* _Task to complete_
How many of the lines below contain the word "Target"? Case matters, so reply with the number alone.

---- Records

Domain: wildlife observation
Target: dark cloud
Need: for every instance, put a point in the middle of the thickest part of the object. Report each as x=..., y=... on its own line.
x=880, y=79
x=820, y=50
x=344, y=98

--------
---- Records

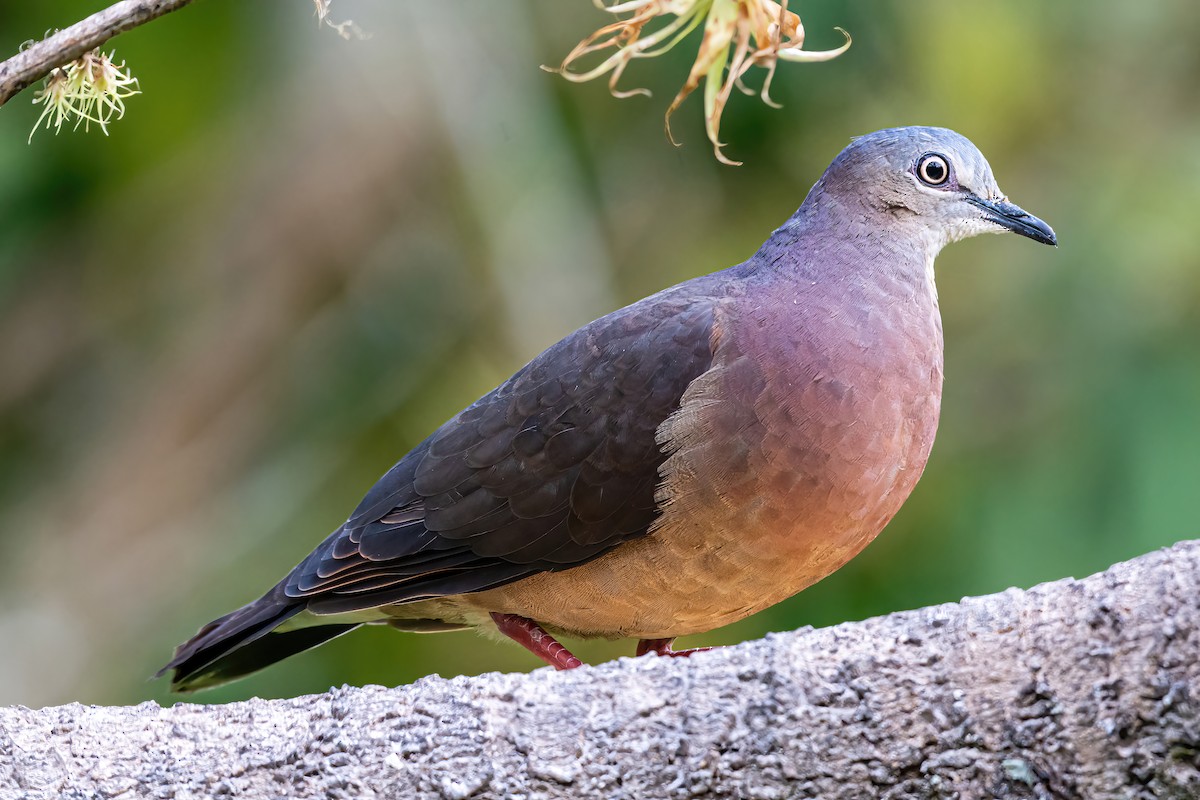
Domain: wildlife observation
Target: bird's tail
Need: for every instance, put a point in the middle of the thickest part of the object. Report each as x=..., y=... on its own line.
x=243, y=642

--------
---- Records

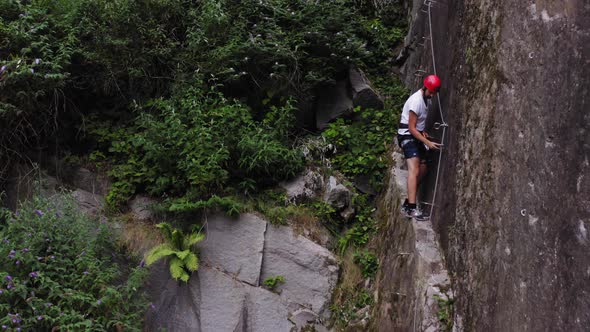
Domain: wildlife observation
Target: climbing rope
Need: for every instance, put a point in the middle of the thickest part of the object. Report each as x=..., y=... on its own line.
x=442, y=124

--------

* _Result_
3